## Start EXCERPTED DATA

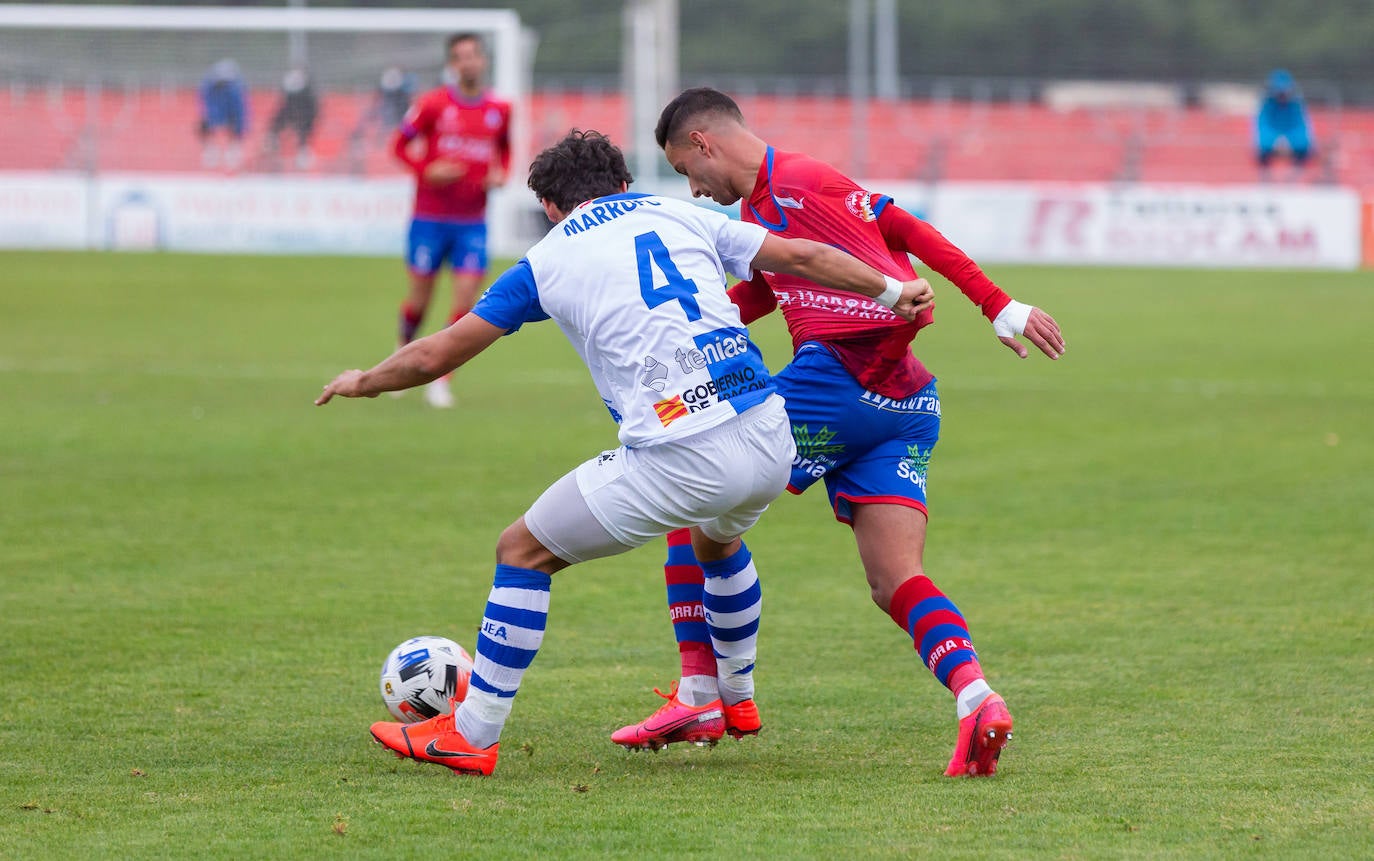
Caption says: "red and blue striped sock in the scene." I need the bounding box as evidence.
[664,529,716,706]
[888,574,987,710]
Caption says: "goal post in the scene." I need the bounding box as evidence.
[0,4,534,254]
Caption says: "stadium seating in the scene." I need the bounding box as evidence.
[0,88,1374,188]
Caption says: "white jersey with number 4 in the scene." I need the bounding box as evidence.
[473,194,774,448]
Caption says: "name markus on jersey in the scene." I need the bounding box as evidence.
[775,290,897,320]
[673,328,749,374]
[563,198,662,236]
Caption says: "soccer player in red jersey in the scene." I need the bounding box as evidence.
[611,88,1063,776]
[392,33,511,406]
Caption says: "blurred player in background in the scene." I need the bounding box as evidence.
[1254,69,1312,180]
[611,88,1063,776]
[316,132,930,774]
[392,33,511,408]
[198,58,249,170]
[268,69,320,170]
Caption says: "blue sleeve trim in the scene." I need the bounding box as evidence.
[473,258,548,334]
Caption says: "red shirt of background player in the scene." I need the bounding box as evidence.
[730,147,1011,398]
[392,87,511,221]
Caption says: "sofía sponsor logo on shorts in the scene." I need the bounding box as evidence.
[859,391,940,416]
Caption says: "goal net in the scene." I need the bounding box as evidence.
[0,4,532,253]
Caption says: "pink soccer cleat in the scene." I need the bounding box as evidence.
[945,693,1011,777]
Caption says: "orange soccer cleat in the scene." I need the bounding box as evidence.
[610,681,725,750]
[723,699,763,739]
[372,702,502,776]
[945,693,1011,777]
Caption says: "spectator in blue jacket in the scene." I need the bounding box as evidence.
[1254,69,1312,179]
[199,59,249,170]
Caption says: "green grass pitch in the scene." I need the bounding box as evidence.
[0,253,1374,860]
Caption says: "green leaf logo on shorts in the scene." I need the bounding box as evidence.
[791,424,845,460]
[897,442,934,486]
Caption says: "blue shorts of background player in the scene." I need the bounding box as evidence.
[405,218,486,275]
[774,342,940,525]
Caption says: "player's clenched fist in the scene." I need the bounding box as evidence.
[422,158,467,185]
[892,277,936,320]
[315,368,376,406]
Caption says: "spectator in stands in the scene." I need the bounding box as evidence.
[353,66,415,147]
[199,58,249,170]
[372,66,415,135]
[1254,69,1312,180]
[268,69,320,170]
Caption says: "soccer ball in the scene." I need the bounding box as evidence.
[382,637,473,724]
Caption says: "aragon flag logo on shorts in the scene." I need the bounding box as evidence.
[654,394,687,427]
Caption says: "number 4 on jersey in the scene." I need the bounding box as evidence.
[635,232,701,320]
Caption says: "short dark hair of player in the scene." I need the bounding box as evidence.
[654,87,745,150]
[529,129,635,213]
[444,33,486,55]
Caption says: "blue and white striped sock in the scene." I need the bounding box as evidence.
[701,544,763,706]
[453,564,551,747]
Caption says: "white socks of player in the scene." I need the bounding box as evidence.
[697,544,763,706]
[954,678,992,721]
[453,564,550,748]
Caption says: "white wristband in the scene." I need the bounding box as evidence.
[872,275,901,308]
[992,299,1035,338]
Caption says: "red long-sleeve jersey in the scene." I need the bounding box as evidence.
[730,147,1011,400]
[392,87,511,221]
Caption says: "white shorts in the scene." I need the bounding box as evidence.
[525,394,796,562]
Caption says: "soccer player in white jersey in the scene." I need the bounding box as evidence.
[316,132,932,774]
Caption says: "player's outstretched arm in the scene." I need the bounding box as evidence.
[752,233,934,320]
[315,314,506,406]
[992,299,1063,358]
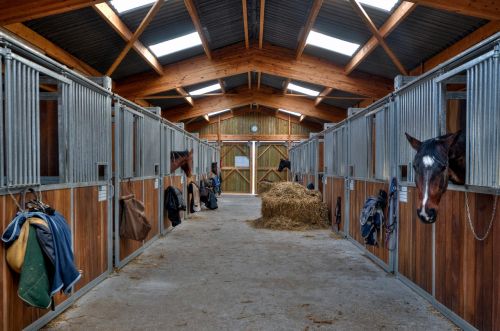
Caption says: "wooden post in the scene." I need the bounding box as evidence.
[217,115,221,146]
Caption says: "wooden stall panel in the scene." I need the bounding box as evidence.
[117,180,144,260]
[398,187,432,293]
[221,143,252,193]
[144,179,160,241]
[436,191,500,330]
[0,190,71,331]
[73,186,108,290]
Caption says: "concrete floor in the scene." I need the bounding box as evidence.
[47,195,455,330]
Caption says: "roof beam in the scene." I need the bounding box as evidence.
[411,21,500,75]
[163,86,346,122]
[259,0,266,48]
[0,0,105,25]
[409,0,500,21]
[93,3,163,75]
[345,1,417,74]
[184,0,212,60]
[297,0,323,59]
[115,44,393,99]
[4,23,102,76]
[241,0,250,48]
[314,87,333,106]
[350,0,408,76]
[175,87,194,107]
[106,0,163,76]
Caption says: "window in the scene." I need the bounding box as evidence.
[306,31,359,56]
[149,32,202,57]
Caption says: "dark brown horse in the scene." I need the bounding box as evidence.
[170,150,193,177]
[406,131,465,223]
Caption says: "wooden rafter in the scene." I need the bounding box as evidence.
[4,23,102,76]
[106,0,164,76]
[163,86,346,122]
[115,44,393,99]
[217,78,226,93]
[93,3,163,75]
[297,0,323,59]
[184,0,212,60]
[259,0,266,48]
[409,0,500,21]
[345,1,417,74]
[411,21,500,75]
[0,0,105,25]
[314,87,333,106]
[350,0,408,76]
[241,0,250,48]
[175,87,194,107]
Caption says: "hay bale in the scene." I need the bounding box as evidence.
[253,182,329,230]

## End EXCERPTED DATA
## Start EXCERPTED DATA

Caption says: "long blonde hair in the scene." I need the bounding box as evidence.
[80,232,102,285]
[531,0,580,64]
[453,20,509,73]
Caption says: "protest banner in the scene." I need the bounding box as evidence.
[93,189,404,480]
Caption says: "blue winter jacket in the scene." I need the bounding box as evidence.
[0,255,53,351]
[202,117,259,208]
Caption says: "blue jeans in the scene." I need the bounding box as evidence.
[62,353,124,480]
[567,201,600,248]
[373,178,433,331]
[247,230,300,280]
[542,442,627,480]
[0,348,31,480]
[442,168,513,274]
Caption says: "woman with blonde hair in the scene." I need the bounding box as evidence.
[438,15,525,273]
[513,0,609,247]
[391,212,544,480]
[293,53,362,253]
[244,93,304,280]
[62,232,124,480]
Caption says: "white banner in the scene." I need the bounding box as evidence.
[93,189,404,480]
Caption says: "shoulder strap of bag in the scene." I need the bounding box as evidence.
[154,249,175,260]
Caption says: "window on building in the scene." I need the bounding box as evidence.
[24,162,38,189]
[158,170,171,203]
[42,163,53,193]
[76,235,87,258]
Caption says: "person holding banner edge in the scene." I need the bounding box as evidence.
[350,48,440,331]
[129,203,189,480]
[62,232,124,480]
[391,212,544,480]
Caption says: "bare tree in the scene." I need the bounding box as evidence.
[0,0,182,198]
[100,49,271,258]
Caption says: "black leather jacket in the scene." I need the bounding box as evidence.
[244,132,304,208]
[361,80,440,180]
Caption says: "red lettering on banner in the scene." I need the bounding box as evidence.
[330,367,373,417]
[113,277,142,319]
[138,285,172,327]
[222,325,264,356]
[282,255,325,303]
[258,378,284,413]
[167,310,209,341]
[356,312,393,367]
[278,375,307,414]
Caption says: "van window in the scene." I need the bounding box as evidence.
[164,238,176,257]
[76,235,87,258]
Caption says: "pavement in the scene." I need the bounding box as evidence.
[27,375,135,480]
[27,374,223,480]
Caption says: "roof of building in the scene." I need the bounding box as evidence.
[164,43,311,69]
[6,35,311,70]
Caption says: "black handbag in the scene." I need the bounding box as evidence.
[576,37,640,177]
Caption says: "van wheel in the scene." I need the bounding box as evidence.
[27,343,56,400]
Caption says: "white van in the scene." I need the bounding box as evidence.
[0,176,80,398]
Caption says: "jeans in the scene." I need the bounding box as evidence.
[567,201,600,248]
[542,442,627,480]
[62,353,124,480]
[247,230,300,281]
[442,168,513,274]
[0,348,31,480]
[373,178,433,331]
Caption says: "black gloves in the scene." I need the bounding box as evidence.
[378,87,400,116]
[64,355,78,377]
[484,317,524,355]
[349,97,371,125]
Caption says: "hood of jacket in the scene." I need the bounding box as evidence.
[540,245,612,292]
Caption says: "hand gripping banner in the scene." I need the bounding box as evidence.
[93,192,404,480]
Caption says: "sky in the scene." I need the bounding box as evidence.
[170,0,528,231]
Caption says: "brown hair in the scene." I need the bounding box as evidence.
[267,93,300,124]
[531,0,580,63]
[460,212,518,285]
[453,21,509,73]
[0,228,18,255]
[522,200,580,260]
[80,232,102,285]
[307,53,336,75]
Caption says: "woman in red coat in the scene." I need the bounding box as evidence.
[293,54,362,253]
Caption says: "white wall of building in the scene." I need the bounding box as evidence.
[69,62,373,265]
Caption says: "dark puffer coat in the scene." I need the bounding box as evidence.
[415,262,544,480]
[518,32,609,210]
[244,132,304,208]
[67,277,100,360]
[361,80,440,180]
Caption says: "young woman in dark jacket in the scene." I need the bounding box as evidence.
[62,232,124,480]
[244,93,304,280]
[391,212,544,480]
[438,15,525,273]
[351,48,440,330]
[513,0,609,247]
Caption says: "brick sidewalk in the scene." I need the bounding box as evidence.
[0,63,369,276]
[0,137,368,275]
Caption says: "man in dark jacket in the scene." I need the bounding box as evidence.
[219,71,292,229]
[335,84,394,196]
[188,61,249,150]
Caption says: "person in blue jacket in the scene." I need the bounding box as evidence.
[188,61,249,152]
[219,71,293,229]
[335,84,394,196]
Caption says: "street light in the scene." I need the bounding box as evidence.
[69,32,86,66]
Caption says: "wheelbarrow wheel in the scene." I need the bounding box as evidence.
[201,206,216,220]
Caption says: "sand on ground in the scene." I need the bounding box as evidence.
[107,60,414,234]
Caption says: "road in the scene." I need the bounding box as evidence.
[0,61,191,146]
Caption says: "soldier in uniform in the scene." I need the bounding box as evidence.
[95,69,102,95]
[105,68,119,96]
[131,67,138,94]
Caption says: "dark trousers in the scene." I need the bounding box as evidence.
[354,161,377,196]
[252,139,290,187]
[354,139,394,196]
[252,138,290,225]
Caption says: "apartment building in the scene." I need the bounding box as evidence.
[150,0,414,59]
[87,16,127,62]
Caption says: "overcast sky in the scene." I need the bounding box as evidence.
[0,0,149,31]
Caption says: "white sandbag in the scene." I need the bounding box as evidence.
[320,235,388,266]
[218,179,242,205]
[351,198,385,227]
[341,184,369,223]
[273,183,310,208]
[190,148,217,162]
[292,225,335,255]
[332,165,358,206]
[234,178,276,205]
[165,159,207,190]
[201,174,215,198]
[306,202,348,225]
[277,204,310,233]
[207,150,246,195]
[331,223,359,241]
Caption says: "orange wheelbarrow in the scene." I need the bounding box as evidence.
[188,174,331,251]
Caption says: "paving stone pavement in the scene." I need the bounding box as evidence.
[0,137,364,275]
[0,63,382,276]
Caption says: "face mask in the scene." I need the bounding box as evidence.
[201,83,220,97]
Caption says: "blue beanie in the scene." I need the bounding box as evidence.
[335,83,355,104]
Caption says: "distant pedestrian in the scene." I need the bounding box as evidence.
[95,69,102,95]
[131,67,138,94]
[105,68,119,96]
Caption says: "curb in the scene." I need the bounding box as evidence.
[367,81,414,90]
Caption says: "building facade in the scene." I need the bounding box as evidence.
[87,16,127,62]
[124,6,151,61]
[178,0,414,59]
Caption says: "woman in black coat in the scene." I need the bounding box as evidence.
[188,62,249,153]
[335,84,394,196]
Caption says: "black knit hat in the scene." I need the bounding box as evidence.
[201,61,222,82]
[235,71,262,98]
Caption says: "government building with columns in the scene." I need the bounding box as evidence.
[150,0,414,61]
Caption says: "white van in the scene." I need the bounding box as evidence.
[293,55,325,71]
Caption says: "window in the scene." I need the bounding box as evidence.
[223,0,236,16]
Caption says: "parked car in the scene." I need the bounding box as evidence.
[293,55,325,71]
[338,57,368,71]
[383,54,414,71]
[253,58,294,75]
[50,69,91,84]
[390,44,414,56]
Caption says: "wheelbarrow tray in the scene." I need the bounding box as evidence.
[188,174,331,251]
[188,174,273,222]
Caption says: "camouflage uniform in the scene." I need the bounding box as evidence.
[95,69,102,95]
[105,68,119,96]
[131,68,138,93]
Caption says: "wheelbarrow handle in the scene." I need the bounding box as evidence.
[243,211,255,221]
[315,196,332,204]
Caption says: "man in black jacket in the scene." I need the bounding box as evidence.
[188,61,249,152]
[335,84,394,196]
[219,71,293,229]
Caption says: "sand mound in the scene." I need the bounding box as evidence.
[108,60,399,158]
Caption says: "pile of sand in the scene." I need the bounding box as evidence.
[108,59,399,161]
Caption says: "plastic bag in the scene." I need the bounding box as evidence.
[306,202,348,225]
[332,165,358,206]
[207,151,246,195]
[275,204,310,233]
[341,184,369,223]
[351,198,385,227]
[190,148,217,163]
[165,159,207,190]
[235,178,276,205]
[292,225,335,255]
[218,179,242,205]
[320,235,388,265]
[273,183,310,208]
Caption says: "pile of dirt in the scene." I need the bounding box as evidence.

## End EXCERPTED DATA

- **CHALLENGE**
Render the data above as a Markdown table with columns Row and Data Line, one numbered row per line and blank lines left out. Begin at the line that contains "dark hair of" and stop after the line that contains "[316,132,932,774]".

- **SOLUTION FOR THIS EXERCISE**
| Row | Data Line |
|---|---|
| 1 | Caption says: "short dark hair of player in the scene." I need the bounding box as evidence. |
| 2 | [654,87,745,150] |
| 3 | [529,129,635,213] |
| 4 | [444,33,486,55] |
| 5 | Caption says: "blue and white striped sock in the scene." I need the bounding box as evidence. |
| 6 | [701,544,763,706] |
| 7 | [453,564,551,747] |
| 8 | Caption says: "white socks of player in the scene." I need the bounding box as evidence. |
| 9 | [697,544,763,706] |
| 10 | [954,678,992,721] |
| 11 | [453,564,550,748] |
| 12 | Caption says: "white wristband in the scene." I need the bounding box as evidence. |
| 13 | [872,275,901,308] |
| 14 | [992,299,1035,338] |
| 15 | Caption says: "red long-sleeve jersey in the scene." I need the bounding box as evidence. |
| 16 | [730,147,1011,400] |
| 17 | [392,87,511,221] |
| 18 | Caption says: "white shorts in the scene." I need the bounding box as evidence. |
| 19 | [525,394,796,562] |
| 20 | Caption says: "soccer player in white jersey in the scene." I need the bounding box as evidence. |
| 21 | [316,132,932,774] |